Os líderes governistas querem salvar do indiciamento os ex-ministros José Dirceu (Casa Civil) e Luiz Gushiken (Comunicação). A oposição quer vincular o presidente Lula no esquema do “mensalão”, no relatório final da CPI mista dos Correios, lida quarta-fei

Apesar do embate que isso significa, a disposição de ambos os lados é tentar mudar o relatório do deputado Osmar Serraglio (PMDB-PR) através de emendas supressivas e aditivas, e não apresentar um relatório paralelo, que deixaria a CPI em um impasse em seus últimos dias de existência. Caso não haja consenso, os governistas pretendem apresentar voto em separado nos pontos de discordância.

"O clima de nuvens pesadas mudou hoje [quarta-feira] pela manhã. Todos concordaram que a CPI deve ter relatório, que não se deve terminar a investigação sem um relatório final. A sociedade não quer isso. Vamos agora negociar, sem acirrar os ânimos", afirmou o presidente da comissão, senador Delcídio Amaral (PT-MS).

::::::::

**TAREFA PROPOSTA A**
Reproduza o trecho sobre a CPI dos Correios, começando em "Apesar do embate" e seguindo até "pontos de discordância.".

::::::::

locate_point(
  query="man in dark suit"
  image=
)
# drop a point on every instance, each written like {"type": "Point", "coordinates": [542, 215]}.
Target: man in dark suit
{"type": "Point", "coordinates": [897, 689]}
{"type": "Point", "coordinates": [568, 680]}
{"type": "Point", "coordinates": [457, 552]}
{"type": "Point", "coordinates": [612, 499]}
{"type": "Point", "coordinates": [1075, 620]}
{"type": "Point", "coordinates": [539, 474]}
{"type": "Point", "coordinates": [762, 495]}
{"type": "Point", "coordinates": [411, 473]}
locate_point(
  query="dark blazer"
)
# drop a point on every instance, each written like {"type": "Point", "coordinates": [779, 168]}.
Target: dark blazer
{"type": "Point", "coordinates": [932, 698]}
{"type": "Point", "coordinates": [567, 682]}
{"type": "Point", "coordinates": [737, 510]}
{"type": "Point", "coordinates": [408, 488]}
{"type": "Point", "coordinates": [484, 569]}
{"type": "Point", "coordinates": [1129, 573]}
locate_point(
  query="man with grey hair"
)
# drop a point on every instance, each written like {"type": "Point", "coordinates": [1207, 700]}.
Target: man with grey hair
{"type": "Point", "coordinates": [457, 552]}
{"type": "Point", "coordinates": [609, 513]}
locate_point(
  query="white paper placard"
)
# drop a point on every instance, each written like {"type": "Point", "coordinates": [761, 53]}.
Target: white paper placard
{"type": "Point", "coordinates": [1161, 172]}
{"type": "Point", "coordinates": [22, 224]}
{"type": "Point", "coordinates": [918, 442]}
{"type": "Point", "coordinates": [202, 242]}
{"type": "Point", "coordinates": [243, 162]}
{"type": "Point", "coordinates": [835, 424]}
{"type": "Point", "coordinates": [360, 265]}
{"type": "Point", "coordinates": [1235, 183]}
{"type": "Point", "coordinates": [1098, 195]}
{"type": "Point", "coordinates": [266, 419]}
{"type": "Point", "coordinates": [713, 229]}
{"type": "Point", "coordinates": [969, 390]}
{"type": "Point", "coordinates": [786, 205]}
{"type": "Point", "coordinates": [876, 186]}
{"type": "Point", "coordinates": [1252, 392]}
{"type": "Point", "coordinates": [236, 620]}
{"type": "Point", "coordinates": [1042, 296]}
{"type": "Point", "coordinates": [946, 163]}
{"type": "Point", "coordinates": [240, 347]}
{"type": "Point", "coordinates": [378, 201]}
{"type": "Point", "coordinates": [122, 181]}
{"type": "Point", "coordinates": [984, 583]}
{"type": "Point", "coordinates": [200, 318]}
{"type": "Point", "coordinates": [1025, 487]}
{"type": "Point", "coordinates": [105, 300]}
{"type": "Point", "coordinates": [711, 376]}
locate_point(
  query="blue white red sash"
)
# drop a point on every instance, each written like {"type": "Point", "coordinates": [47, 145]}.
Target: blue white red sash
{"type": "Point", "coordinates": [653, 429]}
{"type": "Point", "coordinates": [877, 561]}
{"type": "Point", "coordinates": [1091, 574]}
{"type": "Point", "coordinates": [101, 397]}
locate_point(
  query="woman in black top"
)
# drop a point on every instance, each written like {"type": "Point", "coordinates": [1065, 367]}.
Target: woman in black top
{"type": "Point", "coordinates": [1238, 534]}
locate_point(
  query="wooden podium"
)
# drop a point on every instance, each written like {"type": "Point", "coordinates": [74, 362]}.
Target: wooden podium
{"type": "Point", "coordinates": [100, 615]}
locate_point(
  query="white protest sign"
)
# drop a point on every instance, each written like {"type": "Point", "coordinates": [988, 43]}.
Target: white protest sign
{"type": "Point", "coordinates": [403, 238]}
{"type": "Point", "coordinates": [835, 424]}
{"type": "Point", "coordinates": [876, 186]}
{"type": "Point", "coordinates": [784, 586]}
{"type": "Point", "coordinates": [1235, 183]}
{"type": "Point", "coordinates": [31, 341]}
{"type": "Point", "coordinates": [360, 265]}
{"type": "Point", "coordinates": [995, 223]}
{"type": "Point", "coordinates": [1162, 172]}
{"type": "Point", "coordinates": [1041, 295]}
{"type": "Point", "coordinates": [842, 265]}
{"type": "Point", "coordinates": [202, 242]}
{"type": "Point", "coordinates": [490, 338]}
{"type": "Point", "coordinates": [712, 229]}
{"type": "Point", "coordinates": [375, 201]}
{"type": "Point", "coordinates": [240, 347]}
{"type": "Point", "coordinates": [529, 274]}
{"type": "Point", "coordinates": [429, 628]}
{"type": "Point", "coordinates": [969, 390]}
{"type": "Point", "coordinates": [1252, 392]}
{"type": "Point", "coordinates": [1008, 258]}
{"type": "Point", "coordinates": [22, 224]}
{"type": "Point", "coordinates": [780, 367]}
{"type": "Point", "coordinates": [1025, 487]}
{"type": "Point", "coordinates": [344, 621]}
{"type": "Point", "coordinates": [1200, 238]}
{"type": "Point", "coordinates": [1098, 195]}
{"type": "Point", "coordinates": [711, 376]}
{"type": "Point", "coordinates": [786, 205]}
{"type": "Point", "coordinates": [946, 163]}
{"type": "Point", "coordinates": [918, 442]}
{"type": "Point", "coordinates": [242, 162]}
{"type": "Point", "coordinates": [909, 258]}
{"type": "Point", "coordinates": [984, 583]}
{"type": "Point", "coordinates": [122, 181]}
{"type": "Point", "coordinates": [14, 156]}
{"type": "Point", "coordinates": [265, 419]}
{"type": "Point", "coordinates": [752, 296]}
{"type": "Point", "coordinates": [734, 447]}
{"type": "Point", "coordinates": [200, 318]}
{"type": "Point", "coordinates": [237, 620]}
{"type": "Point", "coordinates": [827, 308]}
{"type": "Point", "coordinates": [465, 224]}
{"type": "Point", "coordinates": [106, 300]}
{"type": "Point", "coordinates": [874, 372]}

::::::::

**TAREFA PROPOSTA B**
Encontre nas entradas todas as linhas que contêm a palavra "grey" e copie cada uma delas.

**RESPOSTA CORRETA A**
Apesar do embate que isso significa, a disposição de ambos os lados é tentar mudar o relatório do deputado Osmar Serraglio (PMDB-PR) através de emendas supressivas e aditivas, e não apresentar um relatório paralelo, que deixaria a CPI em um impasse em seus últimos dias de existência. Caso não haja consenso, os governistas pretendem apresentar voto em separado nos pontos de discordância.

**RESPOSTA CORRETA B**
  query="man with grey hair"
Target: man with grey hair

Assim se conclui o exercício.